What this task involves: Using the article on low-carbon data centers, decide whether each statement below agrees with it. Answer yes or no for each, and quote the exact words from the article that decide it. 1. Data centers use one to two percent of the world's electricity. 2. Managing the lifecycle of IT devices reduces the carbon footprint more than best practice energy efficiency does. 3. Shehabi is affiliated with Stanford University.

Passage to read:
Berkeley Lab Research Highlights Best Strategies to Achieve Low Carbon Data Centers

July 10, 2013

Because data centers are responsible for one to two percent of the world's electricity use, they are the target of considerable research into how to reduce their carbon emissions. However, assessing the true carbon intensity of data centers has not been easy. There are numerous metrics in circulation, as well as claims about their energy and carbon emissions performance. Climate policies with financial incentives for reducing carbon intensity can help push data centers towards greater energy efficiency, but policymakers do not have a clear way to discern which metrics are useful for defining a low-carbon data center.

In a recent Perspective in the journal Nature Climate Change, Eric Masanet, Arman Shehabi and Jonathan Koomey propose that energy models of data centers provide "actionable guidance" to policymakers, and they present the results of one such model that offers a typical U.S. data center carbon footprint, and how much its footprint is reduced through different carbon management strategies.

Masanet is with Northwestern University, McCormick School of Engineering, Shehabi, the Environmental Energy Technologies Division of Lawrence Berkeley National Laboratory, and Koomey, Stanford University's Steyer-Taylor Center for Energy Policy and Finance.

Their research suggests that the carbon footprint reduction resulting from managing the lifecycle of IT devices (through lifetime extension and recycling initiatives) is dwarfed by that of best practice energy efficiency in the data center. "Efficient IT device operation is the most important feature to reinforce through policy incentives," says Masanet.

Best practice efficiency reduces the emissions from data centers during their operation. It includes such strategies as using the most energy-efficient equipment available, as well as server virtualization and application consolidation, which together lead to higher utilization of each server's computing capacity.

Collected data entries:
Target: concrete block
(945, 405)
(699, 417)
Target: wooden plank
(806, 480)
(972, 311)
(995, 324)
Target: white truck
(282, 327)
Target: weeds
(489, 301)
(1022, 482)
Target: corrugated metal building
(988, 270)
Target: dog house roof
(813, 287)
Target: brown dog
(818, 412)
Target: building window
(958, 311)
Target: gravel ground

...

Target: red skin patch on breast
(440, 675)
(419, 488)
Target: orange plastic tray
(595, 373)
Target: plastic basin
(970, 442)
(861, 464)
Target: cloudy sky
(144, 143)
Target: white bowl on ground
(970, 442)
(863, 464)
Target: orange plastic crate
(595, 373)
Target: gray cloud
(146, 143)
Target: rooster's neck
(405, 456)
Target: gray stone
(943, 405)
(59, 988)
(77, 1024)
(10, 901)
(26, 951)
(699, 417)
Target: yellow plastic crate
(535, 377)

The completed task:
1. Yes: "data centers are responsible for one to two percent of the world's electricity use"
2. No: "the carbon footprint reduction resulting from managing the lifecycle of IT devices (through lifetime extension and recycling initiatives) is dwarfed by that of best practice energy efficiency in the data center"
3. No: "Shehabi, the Environmental Energy Technologies Division of Lawrence Berkeley National Laboratory"